RECORD LIST

··········

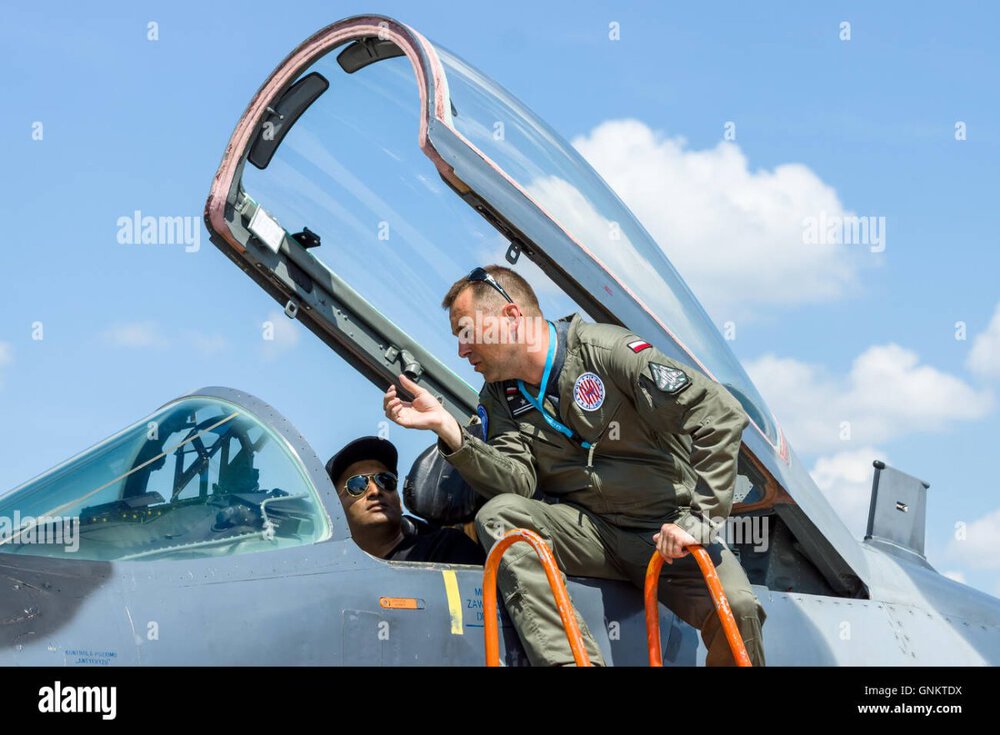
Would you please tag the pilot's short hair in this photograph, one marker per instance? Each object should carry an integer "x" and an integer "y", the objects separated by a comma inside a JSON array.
[{"x": 519, "y": 290}]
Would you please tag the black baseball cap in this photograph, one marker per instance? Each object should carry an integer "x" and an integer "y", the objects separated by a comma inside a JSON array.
[{"x": 367, "y": 447}]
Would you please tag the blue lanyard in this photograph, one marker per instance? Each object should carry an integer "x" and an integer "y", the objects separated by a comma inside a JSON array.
[{"x": 537, "y": 402}]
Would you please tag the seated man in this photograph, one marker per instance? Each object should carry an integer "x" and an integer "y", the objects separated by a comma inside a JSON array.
[{"x": 364, "y": 473}]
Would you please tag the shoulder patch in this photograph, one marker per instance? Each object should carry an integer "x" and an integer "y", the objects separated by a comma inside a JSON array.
[
  {"x": 484, "y": 420},
  {"x": 589, "y": 391},
  {"x": 669, "y": 380}
]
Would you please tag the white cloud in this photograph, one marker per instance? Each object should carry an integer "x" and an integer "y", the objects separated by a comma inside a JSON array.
[
  {"x": 279, "y": 334},
  {"x": 135, "y": 334},
  {"x": 845, "y": 479},
  {"x": 734, "y": 235},
  {"x": 6, "y": 357},
  {"x": 977, "y": 544},
  {"x": 887, "y": 393},
  {"x": 984, "y": 357}
]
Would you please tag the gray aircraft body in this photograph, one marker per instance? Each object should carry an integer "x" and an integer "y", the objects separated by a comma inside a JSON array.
[{"x": 370, "y": 170}]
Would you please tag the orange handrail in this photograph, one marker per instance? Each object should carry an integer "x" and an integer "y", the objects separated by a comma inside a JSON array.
[
  {"x": 718, "y": 598},
  {"x": 555, "y": 582}
]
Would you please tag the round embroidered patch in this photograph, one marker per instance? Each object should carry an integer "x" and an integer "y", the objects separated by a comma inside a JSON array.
[{"x": 588, "y": 392}]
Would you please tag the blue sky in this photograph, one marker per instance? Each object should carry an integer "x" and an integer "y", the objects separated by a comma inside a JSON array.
[{"x": 865, "y": 125}]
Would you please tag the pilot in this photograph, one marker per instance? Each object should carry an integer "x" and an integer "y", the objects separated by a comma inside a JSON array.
[
  {"x": 633, "y": 451},
  {"x": 364, "y": 473}
]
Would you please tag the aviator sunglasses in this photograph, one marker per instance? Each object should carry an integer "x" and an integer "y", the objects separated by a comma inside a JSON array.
[
  {"x": 479, "y": 275},
  {"x": 357, "y": 484}
]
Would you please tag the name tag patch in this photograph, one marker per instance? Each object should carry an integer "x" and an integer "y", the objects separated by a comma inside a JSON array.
[
  {"x": 669, "y": 380},
  {"x": 518, "y": 403}
]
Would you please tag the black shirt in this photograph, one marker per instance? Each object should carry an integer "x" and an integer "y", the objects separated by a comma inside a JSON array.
[{"x": 442, "y": 545}]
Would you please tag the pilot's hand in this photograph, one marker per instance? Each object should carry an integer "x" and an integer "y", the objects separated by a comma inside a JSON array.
[
  {"x": 671, "y": 540},
  {"x": 423, "y": 412}
]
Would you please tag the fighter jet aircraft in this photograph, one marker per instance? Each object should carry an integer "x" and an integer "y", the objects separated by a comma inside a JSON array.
[{"x": 371, "y": 169}]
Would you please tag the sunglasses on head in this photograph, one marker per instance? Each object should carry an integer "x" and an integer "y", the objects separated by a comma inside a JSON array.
[
  {"x": 357, "y": 484},
  {"x": 479, "y": 275}
]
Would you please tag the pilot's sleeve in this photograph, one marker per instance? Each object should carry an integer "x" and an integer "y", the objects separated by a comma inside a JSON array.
[
  {"x": 500, "y": 462},
  {"x": 676, "y": 398}
]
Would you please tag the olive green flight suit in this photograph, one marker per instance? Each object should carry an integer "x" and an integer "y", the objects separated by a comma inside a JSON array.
[{"x": 665, "y": 441}]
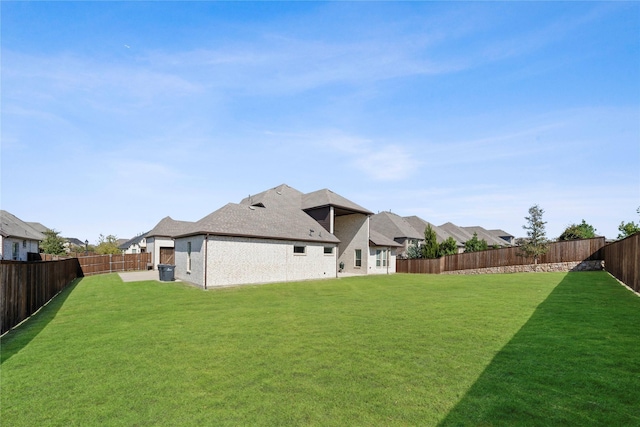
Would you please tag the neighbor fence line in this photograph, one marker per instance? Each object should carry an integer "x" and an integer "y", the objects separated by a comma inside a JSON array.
[
  {"x": 27, "y": 286},
  {"x": 559, "y": 252},
  {"x": 622, "y": 260},
  {"x": 110, "y": 263}
]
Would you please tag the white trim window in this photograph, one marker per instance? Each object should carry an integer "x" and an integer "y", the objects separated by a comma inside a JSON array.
[{"x": 381, "y": 258}]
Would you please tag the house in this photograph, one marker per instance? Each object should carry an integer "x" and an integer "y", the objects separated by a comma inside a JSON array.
[
  {"x": 160, "y": 243},
  {"x": 490, "y": 238},
  {"x": 420, "y": 224},
  {"x": 509, "y": 238},
  {"x": 382, "y": 253},
  {"x": 397, "y": 228},
  {"x": 17, "y": 238},
  {"x": 136, "y": 245},
  {"x": 281, "y": 235},
  {"x": 463, "y": 234}
]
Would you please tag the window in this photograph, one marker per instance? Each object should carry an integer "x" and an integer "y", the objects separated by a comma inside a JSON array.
[{"x": 188, "y": 256}]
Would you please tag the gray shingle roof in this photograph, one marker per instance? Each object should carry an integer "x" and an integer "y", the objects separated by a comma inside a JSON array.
[
  {"x": 168, "y": 227},
  {"x": 327, "y": 197},
  {"x": 12, "y": 226},
  {"x": 420, "y": 224},
  {"x": 394, "y": 226},
  {"x": 244, "y": 220},
  {"x": 379, "y": 240},
  {"x": 133, "y": 241},
  {"x": 458, "y": 233},
  {"x": 490, "y": 238}
]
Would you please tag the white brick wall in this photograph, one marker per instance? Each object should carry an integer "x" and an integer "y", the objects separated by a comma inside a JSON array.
[
  {"x": 153, "y": 246},
  {"x": 24, "y": 246},
  {"x": 353, "y": 232},
  {"x": 239, "y": 260},
  {"x": 374, "y": 269}
]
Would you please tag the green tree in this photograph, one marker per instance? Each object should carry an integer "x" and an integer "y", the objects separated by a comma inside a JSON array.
[
  {"x": 536, "y": 243},
  {"x": 627, "y": 229},
  {"x": 430, "y": 248},
  {"x": 107, "y": 245},
  {"x": 53, "y": 243},
  {"x": 448, "y": 247},
  {"x": 578, "y": 231},
  {"x": 475, "y": 244}
]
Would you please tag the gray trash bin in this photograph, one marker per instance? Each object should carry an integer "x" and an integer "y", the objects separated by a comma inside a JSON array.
[{"x": 166, "y": 272}]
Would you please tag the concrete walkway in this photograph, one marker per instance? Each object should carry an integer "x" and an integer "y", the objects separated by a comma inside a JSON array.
[{"x": 139, "y": 276}]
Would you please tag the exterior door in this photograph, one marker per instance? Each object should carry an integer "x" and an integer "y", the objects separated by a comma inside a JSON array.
[{"x": 167, "y": 256}]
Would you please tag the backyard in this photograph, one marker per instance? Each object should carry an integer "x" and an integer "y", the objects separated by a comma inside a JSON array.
[{"x": 513, "y": 349}]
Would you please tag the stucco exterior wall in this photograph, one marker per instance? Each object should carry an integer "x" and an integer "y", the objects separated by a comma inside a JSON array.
[
  {"x": 239, "y": 260},
  {"x": 24, "y": 247},
  {"x": 195, "y": 274},
  {"x": 382, "y": 269},
  {"x": 153, "y": 246},
  {"x": 353, "y": 232}
]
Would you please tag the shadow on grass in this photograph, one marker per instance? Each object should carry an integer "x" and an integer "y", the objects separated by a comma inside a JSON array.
[
  {"x": 20, "y": 336},
  {"x": 575, "y": 362}
]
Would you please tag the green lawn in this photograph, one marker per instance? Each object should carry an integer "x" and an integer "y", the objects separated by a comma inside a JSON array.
[{"x": 519, "y": 349}]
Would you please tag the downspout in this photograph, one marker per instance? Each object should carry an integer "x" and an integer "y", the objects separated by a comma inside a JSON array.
[
  {"x": 206, "y": 244},
  {"x": 388, "y": 257}
]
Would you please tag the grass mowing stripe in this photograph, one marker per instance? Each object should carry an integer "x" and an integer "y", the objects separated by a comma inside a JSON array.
[{"x": 391, "y": 350}]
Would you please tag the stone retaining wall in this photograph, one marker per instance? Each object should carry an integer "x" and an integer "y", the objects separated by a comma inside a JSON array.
[{"x": 530, "y": 268}]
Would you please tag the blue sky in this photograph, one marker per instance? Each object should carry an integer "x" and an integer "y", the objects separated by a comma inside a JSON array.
[{"x": 117, "y": 114}]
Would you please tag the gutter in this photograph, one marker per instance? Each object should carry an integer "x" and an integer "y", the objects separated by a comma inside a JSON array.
[{"x": 206, "y": 258}]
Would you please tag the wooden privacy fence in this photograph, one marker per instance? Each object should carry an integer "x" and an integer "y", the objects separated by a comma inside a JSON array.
[
  {"x": 27, "y": 286},
  {"x": 622, "y": 260},
  {"x": 99, "y": 264},
  {"x": 569, "y": 251}
]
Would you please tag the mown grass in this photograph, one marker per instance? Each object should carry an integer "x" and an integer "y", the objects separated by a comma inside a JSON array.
[{"x": 521, "y": 349}]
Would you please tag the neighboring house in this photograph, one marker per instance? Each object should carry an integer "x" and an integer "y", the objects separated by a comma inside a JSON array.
[
  {"x": 17, "y": 238},
  {"x": 396, "y": 228},
  {"x": 420, "y": 225},
  {"x": 510, "y": 239},
  {"x": 279, "y": 235},
  {"x": 382, "y": 253},
  {"x": 38, "y": 227},
  {"x": 160, "y": 242},
  {"x": 137, "y": 245},
  {"x": 463, "y": 234},
  {"x": 71, "y": 244},
  {"x": 490, "y": 238}
]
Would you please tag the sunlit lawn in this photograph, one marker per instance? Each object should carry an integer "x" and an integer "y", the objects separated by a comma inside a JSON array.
[{"x": 520, "y": 349}]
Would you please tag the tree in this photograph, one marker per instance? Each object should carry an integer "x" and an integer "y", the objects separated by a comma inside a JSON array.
[
  {"x": 536, "y": 243},
  {"x": 448, "y": 247},
  {"x": 107, "y": 245},
  {"x": 578, "y": 231},
  {"x": 626, "y": 229},
  {"x": 475, "y": 244},
  {"x": 53, "y": 243},
  {"x": 430, "y": 248}
]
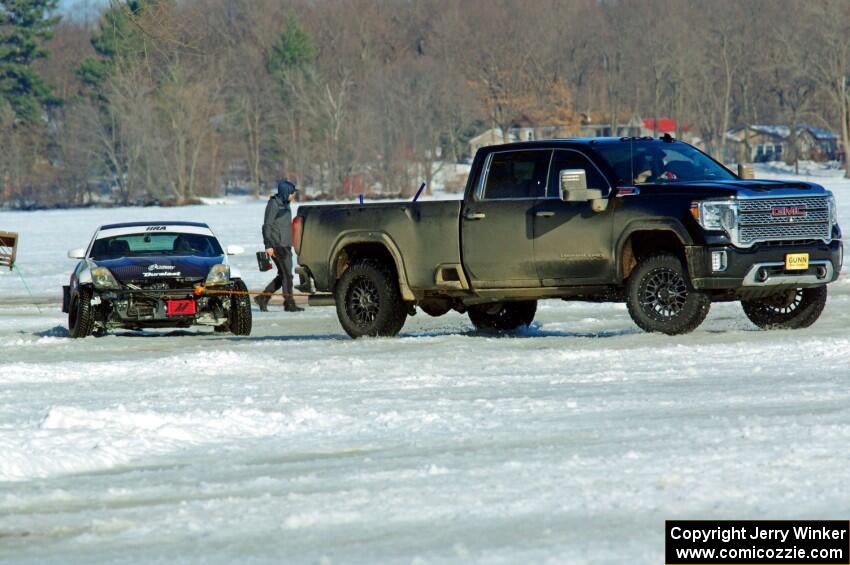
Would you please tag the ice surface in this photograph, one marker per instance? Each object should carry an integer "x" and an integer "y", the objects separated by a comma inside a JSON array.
[{"x": 570, "y": 443}]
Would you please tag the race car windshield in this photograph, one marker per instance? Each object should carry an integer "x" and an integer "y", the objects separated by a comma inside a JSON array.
[
  {"x": 657, "y": 162},
  {"x": 147, "y": 244}
]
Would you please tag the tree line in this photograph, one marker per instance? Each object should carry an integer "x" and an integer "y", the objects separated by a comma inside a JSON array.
[{"x": 169, "y": 100}]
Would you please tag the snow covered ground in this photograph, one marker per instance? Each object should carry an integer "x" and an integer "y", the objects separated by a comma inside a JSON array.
[{"x": 571, "y": 443}]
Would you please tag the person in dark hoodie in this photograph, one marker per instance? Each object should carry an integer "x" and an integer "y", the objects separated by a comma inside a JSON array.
[{"x": 277, "y": 237}]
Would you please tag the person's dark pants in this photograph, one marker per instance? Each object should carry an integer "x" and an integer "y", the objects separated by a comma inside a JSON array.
[{"x": 283, "y": 259}]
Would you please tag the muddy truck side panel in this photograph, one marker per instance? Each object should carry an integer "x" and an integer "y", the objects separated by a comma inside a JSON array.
[{"x": 420, "y": 240}]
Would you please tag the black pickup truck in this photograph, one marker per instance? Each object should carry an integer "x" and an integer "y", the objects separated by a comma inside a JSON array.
[{"x": 652, "y": 222}]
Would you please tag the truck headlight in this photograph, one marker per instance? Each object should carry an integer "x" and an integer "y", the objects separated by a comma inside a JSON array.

··········

EXERCISE DIRECTIONS
Your answer should consist only of the lines from the one with "Would you please tag the black pickup" through the end of the data above, reproduced exactly.

RIGHT ANSWER
Would you please tag the black pickup truck in this photograph, one marker per instance? Each object should carry an integer "x" and an integer "y", the objects separated by a comma inside a JSON array.
[{"x": 652, "y": 222}]
Would you please tag the truck headlight in this photograph, one marker per instance? Each object should carry an integer "x" and an integer "y", the objects separated by a comma inside a JSON array.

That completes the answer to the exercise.